● **Text block**
Hello Steve et al,
Thanks to your excellent memory I can now work my magic on the Wikipedia article
City_of_Bath_Technical_School , A snippet to the biography o
f Sir_Bernard_Lovell plus
Bath Abbey and a link to
Raymond Jones
via your picture of the Hutments in 1964 showing Ray Jones. That is of
course if you will allow the use of your photograph to be included in
our School article on Wikipedia.
Here is something I found today that will interest you all...(maybe) at
Physics academy Bristol Student Memories of Bristol
Sir Bernard LovelI
"My
first contact with the University was the most decisive of my life. It
occurred when I was a reluctant schoolboy. My ambitions for an academic
career were negligible. I wanted to leave school to enter the radio
business and play cricket. Then for the sake of the evening outings I
joined a small group being taken by the physics master to a series of
public lectures on 'The electric spark'. They were given by Professor A.
M. Tyndall in the lecture theatre of the H. H. Wills Physical
Laboratory in the University. Later in life I learnt that these were a
repetition of the children's Christmas lectures which Tyndall had given
at the Royal Institution. At that moment I was 15 years old, living with
my parents in the countryside, cycling every day 2 miles to the school
recently opened and then known as the Kingswood Secondary School.
Tyndall opened a new world of which I had no previous acquaintance. The
environment, the demonstrations and the apparatus filled me with awe.

● **Dataset rows**
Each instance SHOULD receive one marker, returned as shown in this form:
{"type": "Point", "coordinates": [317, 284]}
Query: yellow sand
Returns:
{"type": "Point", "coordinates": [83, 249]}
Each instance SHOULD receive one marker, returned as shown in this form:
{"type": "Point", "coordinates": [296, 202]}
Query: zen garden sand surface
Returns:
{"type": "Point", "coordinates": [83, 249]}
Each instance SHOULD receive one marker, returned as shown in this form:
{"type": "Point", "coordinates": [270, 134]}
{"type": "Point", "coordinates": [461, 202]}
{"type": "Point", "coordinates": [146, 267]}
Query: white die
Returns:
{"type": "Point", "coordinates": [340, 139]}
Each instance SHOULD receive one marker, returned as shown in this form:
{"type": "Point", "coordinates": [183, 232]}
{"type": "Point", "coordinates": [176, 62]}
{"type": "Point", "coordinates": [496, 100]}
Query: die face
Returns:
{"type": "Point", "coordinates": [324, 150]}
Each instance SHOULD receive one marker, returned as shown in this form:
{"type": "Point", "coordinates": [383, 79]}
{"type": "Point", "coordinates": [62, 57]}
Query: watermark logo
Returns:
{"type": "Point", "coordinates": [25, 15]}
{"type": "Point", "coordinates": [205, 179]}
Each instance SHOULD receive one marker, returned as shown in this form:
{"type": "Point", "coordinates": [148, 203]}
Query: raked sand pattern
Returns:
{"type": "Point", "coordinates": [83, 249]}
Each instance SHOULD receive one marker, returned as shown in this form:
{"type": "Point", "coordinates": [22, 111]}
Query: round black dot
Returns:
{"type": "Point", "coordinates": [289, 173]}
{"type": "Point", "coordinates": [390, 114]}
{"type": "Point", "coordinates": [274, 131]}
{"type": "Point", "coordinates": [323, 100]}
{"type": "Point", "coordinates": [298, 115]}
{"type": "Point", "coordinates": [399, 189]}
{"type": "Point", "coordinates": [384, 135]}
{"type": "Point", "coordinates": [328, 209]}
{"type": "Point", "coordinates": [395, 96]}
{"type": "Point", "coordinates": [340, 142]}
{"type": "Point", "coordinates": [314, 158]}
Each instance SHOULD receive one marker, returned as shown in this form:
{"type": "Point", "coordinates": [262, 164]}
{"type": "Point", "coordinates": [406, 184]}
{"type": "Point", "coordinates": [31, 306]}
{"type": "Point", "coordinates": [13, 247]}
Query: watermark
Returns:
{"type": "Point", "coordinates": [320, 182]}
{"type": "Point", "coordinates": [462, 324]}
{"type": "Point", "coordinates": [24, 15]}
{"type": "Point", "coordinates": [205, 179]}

● **Required tasks**
1 – Reproduce the passage from the email about the Wikipedia article that begins at the words "Here is something" and stops after the words "by Professor A.".
2 – Based on the email about the Wikipedia article, answer yes or no to each statement below and quote the words that decide it: (a) Lovell was 15 years old at the time of the lectures on "The electric spark." (b) The physics master delivered the lectures on "The electric spark." (c) Lovell cycled 5 miles to school each day.
3 – Write the next part of the email about the Wikipedia article, starting after its final sentence.

● **Task results**
1 –
Here is something I found today that will interest you all...(maybe) at
Physics academy Bristol Student Memories of Bristol
Sir Bernard LovelI
"My
first contact with the University was the most decisive of my life. It
occurred when I was a reluctant schoolboy. My ambitions for an academic
career were negligible. I wanted to leave school to enter the radio
business and play cricket. Then for the sake of the evening outings I
joined a small group being taken by the physics master to a series of
public lectures on 'The electric spark'. They were given by Professor A.

2 –
(a) Yes: "At that moment I was 15 years old"
(b) No: "They were given by Professor A. M. Tyndall"
(c) No: "cycling every day 2 miles to the school"

3 –
Now, nearly half a century later, I can see those great sparks ripping
across the lecture room, infra-red rays being focussed by a mirror, the
effect of ultra-violet light on natural and false teeth, and the
laboratory steward, Venn, operating a massive slide projector and
epidiascope with a hissing carbon arc as the light
source................................"
"............................
they had to be taken home via the Royal Fort even though it was 2 am.
As well as cricket and this social life there was time for music. On
Monday nights I journeyed to Bath where Raymond Jones (who was later
Assistant Organist at Bath Abbey — he retired in 1975) was my teacher,
and at lunch time I would take my sandwiches to a church on the other
side of the Suspension Bridge for daily practice. Even on £120 a year it
was a pleasant and full life. The rumblings from Europe seemed far
away. The Spanish Civil War, Hitler, Mussolini and Abyssinia were all
erupting during those years. One Saturday night I walked out of the
laboratory with the refugee Frank, to be faced with placards 'Hitler
marches into the Rhineland'. I well remember his rage that nothing had
been done to stop this. The University and Bristol were pleasant places
in those years."
So, a little bit more or our history will be written soon. Regards.
P.S. Listen to Sir Bernard Lovell about Ray Jones here
Web Stories - Organs.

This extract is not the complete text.